### [What needs to be done]
Send back the entries below exactly as they appear.

### [Dataset content]
[start]

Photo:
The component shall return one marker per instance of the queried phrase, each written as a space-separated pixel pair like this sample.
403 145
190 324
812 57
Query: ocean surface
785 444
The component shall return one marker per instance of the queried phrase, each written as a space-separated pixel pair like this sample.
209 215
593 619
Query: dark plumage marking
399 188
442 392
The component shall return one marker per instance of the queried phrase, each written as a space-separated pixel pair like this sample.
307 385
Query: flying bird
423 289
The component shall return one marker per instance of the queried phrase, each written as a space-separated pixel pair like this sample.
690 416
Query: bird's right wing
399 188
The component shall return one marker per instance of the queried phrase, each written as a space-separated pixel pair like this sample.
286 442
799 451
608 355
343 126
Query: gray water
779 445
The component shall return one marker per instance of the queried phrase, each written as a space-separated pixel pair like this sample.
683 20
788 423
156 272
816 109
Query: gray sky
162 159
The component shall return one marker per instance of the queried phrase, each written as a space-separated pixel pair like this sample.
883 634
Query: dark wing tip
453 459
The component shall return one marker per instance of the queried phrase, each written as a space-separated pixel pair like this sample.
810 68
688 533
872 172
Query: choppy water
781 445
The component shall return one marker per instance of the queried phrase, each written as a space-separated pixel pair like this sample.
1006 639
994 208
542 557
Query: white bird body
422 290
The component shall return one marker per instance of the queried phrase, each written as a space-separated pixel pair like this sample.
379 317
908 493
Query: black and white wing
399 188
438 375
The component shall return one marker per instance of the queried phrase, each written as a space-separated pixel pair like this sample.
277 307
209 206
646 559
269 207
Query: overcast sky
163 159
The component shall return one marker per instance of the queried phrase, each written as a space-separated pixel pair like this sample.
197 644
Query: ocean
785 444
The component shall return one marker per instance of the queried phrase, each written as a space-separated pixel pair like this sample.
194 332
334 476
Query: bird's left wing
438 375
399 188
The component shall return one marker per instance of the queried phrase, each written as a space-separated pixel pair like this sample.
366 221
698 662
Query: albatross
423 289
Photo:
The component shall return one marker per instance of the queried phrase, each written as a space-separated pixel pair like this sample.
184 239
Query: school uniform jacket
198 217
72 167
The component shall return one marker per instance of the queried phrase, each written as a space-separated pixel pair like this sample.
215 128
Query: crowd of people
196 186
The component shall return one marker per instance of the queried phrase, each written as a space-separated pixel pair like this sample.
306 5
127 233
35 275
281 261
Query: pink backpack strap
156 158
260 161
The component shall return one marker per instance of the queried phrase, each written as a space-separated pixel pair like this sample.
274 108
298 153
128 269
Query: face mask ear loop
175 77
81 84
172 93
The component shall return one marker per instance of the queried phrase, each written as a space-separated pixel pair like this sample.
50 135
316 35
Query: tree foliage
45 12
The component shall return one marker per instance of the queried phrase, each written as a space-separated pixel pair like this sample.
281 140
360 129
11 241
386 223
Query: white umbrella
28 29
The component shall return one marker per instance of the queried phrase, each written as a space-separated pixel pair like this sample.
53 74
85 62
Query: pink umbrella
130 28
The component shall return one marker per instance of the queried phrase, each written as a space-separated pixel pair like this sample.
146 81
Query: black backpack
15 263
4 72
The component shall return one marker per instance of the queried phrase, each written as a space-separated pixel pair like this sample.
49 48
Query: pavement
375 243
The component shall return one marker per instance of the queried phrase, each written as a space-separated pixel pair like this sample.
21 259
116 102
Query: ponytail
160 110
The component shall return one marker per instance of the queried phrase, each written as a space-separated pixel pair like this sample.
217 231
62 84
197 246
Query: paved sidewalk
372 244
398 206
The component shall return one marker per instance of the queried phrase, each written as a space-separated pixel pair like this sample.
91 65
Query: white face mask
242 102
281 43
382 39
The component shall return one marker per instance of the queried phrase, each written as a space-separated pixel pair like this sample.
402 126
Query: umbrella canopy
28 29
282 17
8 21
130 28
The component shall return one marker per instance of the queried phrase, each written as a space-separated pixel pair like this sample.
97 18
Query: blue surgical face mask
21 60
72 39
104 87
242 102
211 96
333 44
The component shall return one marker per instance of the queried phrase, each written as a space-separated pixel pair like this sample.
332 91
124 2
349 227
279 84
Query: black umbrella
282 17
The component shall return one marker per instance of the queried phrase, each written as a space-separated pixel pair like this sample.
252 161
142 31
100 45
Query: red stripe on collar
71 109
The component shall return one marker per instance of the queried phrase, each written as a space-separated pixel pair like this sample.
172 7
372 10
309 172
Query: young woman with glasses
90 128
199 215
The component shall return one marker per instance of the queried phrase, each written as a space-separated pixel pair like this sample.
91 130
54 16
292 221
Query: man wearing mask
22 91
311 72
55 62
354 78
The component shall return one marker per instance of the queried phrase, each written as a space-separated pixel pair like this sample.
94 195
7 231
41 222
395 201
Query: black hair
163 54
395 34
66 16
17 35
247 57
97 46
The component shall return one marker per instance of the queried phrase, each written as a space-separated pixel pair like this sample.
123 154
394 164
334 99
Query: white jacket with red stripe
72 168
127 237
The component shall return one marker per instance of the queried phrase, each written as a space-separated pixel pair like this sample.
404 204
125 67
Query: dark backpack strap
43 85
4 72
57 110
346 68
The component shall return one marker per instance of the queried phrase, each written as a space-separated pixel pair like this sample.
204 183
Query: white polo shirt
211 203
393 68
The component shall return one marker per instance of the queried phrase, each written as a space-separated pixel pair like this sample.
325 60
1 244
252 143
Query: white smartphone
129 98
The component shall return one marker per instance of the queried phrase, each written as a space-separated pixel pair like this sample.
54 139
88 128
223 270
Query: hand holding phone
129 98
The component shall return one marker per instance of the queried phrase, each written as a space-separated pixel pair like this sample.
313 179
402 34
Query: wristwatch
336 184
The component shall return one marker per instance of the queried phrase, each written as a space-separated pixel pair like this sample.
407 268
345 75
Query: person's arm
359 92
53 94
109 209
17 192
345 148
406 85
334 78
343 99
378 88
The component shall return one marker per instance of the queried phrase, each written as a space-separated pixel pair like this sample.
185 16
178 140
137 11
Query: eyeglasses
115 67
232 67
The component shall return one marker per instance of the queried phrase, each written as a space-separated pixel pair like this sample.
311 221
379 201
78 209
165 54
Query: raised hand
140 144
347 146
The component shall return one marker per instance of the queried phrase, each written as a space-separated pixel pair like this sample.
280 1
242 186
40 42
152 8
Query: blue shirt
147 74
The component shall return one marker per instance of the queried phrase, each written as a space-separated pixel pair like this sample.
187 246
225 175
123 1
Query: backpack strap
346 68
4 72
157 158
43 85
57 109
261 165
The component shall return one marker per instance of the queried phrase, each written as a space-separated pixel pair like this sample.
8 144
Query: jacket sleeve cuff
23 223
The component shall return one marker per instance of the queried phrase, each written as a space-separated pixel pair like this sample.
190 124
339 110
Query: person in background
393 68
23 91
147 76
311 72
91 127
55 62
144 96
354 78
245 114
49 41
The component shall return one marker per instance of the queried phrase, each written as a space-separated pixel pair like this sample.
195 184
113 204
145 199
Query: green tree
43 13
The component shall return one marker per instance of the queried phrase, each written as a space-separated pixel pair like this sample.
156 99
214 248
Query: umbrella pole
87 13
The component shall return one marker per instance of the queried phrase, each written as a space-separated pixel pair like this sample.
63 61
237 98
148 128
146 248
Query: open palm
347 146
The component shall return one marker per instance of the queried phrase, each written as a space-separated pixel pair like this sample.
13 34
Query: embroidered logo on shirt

[end]

### [Finished task]
Photo:
The component shall return one marker per instance of the queried phrase, each written as a space-separated pixel pair like this sample.
403 145
190 324
812 57
Query: ocean surface
785 444
The component shall return one marker per instance of the queried phrase, each written as a space-separated pixel pair like this sample.
209 215
593 619
Query: dark plumage marking
399 188
442 392
The component shall return one marker per instance of the queried phrase, each written as a space-separated pixel pair like this sample.
307 385
Query: flying bird
423 289
The component shall return one marker per instance of the queried phrase, each written as a space-separated pixel pair like this sample.
690 416
Query: bird's right wing
399 188
The component shall return one marker per instance of the queried phrase, each written as a space-separated pixel pair like this sample.
286 442
799 451
608 355
343 126
Query: gray water
779 445
The component shall return one marker per instance of the queried phrase, each written as a space-separated pixel pair like this sample.
683 20
788 423
156 272
816 109
Query: gray sky
162 159
The component shall return one marker per instance of the queried phrase, each written as a space-separated pixel pair like this sample.
883 634
Query: dark wing tip
453 459
The component shall return one marker per instance of the queried phrase, each written as a space-separated pixel pair like this sample.
810 68
688 533
872 172
Query: choppy water
781 445
The component shall return one marker per instance of the queried phrase, each written as a space-separated pixel pair like this sample.
1006 639
994 208
542 557
Query: white bird body
422 290
The component shall return one marker per instance of the queried phrase, each written as a space-separated pixel pair like this sample.
379 317
908 493
Query: black and white wing
399 188
438 375
The component shall return one marker per instance of the queried phrase, each written as a space-separated pixel pair like this sample.
277 307
209 206
646 559
269 207
Query: overcast sky
163 159
The component shall return one marker per instance of the queried phrase, each written as a space-separated pixel pair like this sample.
197 644
Query: ocean
785 444
The component shall return one marker per instance of the queried phrase, each written as a space-separated pixel pair like this sample.
194 332
334 476
Query: bird's left wing
438 375
399 188
The component shall return one marker per instance of the queried phrase, each written as a space-separated pixel pair like this sample.
366 221
698 662
Query: albatross
423 289
Photo:
The component shall return one marker per instance of the queried phrase, each written as a space-separated pixel pair like this sample.
184 239
Query: school uniform jacket
198 217
72 167
The component shall return one marker per instance of the queried phrase, each written as a space-separated pixel pair like this sample.
215 128
Query: crowd of people
196 186
The component shall return one marker per instance of the queried phrase, each written as a space-separated pixel pair like this sample.
306 5
127 233
35 275
281 261
Query: pink backpack strap
156 158
260 161
The component shall return one marker per instance of the queried phrase, each written as a space-separated pixel pair like this sample.
274 108
298 153
128 269
Query: face mask ear loop
175 77
81 84
172 93
The component shall return one marker per instance of the queried phrase, each written as a space-separated pixel pair like this sample.
50 135
316 35
Query: tree foliage
45 12
The component shall return one marker per instance of the queried phrase, each written as a space-separated pixel pair like this sample.
281 140
360 129
11 241
386 223
Query: white umbrella
28 29
The component shall return one marker per instance of the queried phrase, each written as a space-separated pixel pair like this sample.
53 74
85 62
Query: pink umbrella
130 28
The component shall return one marker per instance of the queried phrase, each written as a space-separated pixel pair like this sample.
146 81
Query: black backpack
15 263
4 72
The component shall return one marker per instance of the queried phrase, each written as a space-separated pixel pair like this sample.
49 48
Query: pavement
375 243
The component shall return one marker per instance of the queried phrase, each written as a space-separated pixel pair like this sample.
21 259
116 102
Query: ponytail
160 110
The component shall return one marker per instance of the queried phrase, each written as a space-separated pixel pair like this sample.
217 231
62 84
197 246
Query: paved sidewalk
372 244
398 206
The component shall return one marker per instance of the queried phrase, each written as a space-separated pixel pair like this sample.
91 65
Query: white face mask
242 102
281 43
382 39
The component shall return one marker per instance of the queried phrase, each written as a space-separated pixel pair like this sample.
402 126
Query: umbrella canopy
28 29
282 17
8 21
130 28
The component shall return one marker per instance of the queried phrase, each written as a space-separated pixel pair like this sample.
97 18
Query: blue surgical face mask
21 60
72 39
104 87
242 102
211 96
333 44
The component shall return one marker per instance of the queried phrase, each written as a space-separated pixel pair like this sample.
332 91
124 2
349 227
279 84
Query: black umbrella
282 17
The component shall return one marker per instance of the queried phrase, each written as a space-separated pixel pair like this sample.
252 161
142 31
100 45
Query: red stripe on collar
71 109
The component shall return one marker per instance of the queried phrase, each written as a space-separated pixel pair like this sample.
172 7
372 10
309 172
Query: young woman with glasses
90 128
199 215
The component shall return one marker per instance of the queried phrase, each written as a space-separated pixel pair like this sample.
91 130
54 16
292 221
Query: man wearing mask
22 91
311 72
55 62
354 78
The component shall return one marker per instance of the queried phrase, each written as a space-separated pixel pair like this sample.
94 195
7 231
41 222
395 201
Query: black hair
163 54
395 34
66 16
17 35
247 57
97 46
The component shall return one marker per instance of the queried phrase, each written as a space-separated pixel pair like this sample.
123 154
394 164
334 99
Query: white jacket with red stripe
72 168
127 237
The component shall return one marker per instance of the queried phrase, each written as a space-separated pixel pair like this sample.
404 204
125 67
Query: dark backpack strap
43 85
4 72
57 110
346 68
The component shall return one marker per instance of the queried phrase, each written as a space-separated pixel pair like this sample.
204 183
Query: white polo shirt
211 203
393 68
The component shall return one marker per instance of the queried phrase, each written as a space-separated pixel pair like this sample.
325 60
1 244
252 143
Query: white smartphone
129 98
The component shall return one marker per instance of the queried phrase, each written as a space-separated pixel pair like this sample.
54 139
88 128
223 270
Query: hand holding phone
129 98
The component shall return one marker per instance of the queried phrase, each written as a space-separated pixel pair like this sample.
313 179
402 34
Query: wristwatch
336 184
The component shall return one marker per instance of the queried phrase, each written as a space-separated pixel pair like this sample.
407 268
345 75
Query: person's arm
359 92
53 94
109 209
17 192
345 148
406 85
334 78
343 99
378 88
The component shall return one marker per instance of the queried phrase, each written as a space-separated pixel pair like this sample.
185 16
178 140
137 11
Query: eyeglasses
115 67
232 67
The component shall return one marker per instance of the queried phrase, each written as a space-separated pixel pair like this sample.
311 221
379 201
78 209
165 54
Query: raised hand
140 144
347 146
The component shall return one marker per instance of the queried phrase, each written as a space-separated pixel pair like this sample.
280 1
242 186
40 42
152 8
Query: blue shirt
147 74
The component shall return one marker per instance of the queried phrase, each written as a space-separated pixel pair like this sample.
187 246
225 175
123 1
Query: backpack strap
346 68
4 72
157 158
43 85
57 109
261 165
The component shall return one marker per instance of the queried phrase, each written as a space-separated pixel pair like this sample.
8 144
Query: jacket sleeve cuff
23 223
The component shall return one marker per instance of the queried phrase, each written as a space-separated pixel pair like this sample.
190 124
339 110
Query: person in background
393 68
23 91
147 76
311 72
91 127
55 62
144 96
354 78
245 114
49 41
The component shall return one marker per instance of the queried phrase, each written as a space-separated pixel pair like this sample.
195 184
113 204
145 199
Query: green tree
43 13
The component shall return one marker per instance of the queried phrase, each written as a space-separated pixel pair like this sample.
156 99
214 248
Query: umbrella pole
87 13
The component shall return one marker per instance of the queried phrase, each written as a space-separated pixel pair like this sample.
63 61
237 98
148 128
146 248
Query: open palm
347 146
The component shall return one marker per instance of the queried phrase, each written as a space-separated pixel pair like this sample.
13 34
Query: embroidered logo on shirt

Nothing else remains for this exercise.